EXPLORE THE MATERIAL =>
1 – In the article on Tennessee's post players, how many of the team's 15 blocks against Kentucky did Cain and Brewer combine for?
2 – Restate word for word the part of the article on Tennessee's post players between "When Cain and" and "record – against Kentucky.", inclusive.

GIVEN PASSAGE =>
· · · ·

Brewer's evolving game has been a godsend to Tennessee this season with the post depth down to three because of injuries to Faith Dupree and Vicki Baugh. Brewer struggled last season to adjust to playing inside and sometimes chafed at Summitt's daily expectations, but she handled the criticism, quit drifting out of the paint on offense, transferred practice repetitions to games with less slippage and has been rewarded this season with extended minutes.

"I think it's mostly a confidence thing," Cain said. "She doesn't go in the game scared, thinking of, ‘Oh my gosh, if I make a mistake, then I am going to get yanked out.' She's going to take it one play at a time and do what we work on in practice. In practice that's how she's playing."

Brewer got a seat on the bench last season for over-passing when she was at the rim instead of taking the shot – that can still get her a trip to the sideline – and for not sprinting the floor. She is in better condition this season, which set the other dominoes in motion and has allowed her to play at longer stretches of time.

"She really has found her game both offensively and defensively," Summitt said. "Offensively she is doing a great job of getting paint points, She is so much more aggressive but also skilled. She's stepped up big and made big shots. The good thing about her is that she's getting a piece of the paint all the time as opposed to getting pushed off the block. She is establishing the position she wants, not what the defense wants.

"With that said and her touch off the glass, she has got great hands and a really great touch in the paint. Even when she is double-teamed she finds a way to get away from that and get great looks at the basket. She's just been a great finisher."

When Cain and Brewer are in the game at the same time, it's an imposing defensive presence in the paint. They combined for 11 of the team's 15 blocks – a new school record – against Kentucky.

"A t first I didn't even think we had that many blocks until I looked up (at the stat board), and I was like, ‘Oh my gosh, that's a lot. That's a big number up there,' " Cain said. "We're two big bodies in there and a lot of guards like to test us. It's sending out a message if you're going to come in there, you're going to have to make a great play over us."

Cain's improved defense has coincided with her improved mobility. Several times this season an opposing player has had a clear path to the basket for a layup, and Cain has swept across the paint with one long step and swatted the ball with a wingspan that resembles a pterodactyl.

"A lot of people are telling me that it's a big difference for me from the beginning of the year," Cain said of her movements on the court. "My knee still hurts, but I am kind of used to it now and I don't think about it when I am out on the court."

· · · ·

DATA =>
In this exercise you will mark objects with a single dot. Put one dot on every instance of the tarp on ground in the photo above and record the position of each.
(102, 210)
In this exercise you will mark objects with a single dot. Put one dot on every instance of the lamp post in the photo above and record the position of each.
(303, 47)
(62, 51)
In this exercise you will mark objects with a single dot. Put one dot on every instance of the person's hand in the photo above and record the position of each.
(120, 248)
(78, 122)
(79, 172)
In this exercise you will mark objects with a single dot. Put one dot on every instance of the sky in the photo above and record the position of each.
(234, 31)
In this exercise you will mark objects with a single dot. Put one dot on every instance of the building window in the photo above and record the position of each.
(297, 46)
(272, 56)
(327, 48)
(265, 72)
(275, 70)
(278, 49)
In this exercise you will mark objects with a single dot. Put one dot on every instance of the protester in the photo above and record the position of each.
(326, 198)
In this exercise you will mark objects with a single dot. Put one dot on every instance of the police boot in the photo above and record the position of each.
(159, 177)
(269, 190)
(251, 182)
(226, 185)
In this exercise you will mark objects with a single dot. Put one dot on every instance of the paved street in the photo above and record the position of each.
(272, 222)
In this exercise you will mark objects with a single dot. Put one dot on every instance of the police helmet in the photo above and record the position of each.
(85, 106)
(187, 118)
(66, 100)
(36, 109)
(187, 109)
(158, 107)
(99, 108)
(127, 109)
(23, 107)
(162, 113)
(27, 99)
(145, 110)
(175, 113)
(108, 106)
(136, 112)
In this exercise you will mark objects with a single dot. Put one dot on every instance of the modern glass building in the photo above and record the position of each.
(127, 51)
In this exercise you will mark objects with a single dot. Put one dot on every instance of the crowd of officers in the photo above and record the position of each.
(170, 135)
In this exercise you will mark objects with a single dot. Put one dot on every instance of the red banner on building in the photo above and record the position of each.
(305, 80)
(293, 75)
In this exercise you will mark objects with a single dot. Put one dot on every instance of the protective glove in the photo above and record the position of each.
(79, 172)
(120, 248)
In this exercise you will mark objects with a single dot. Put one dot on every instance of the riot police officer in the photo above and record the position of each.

· · · ·

SOLUTIONS TO THE PROBLEMS =>
1 – 11

2 –
When Cain and Brewer are in the game at the same time, it's an imposing defensive presence in the paint. They combined for 11 of the team's 15 blocks – a new school record – against Kentucky.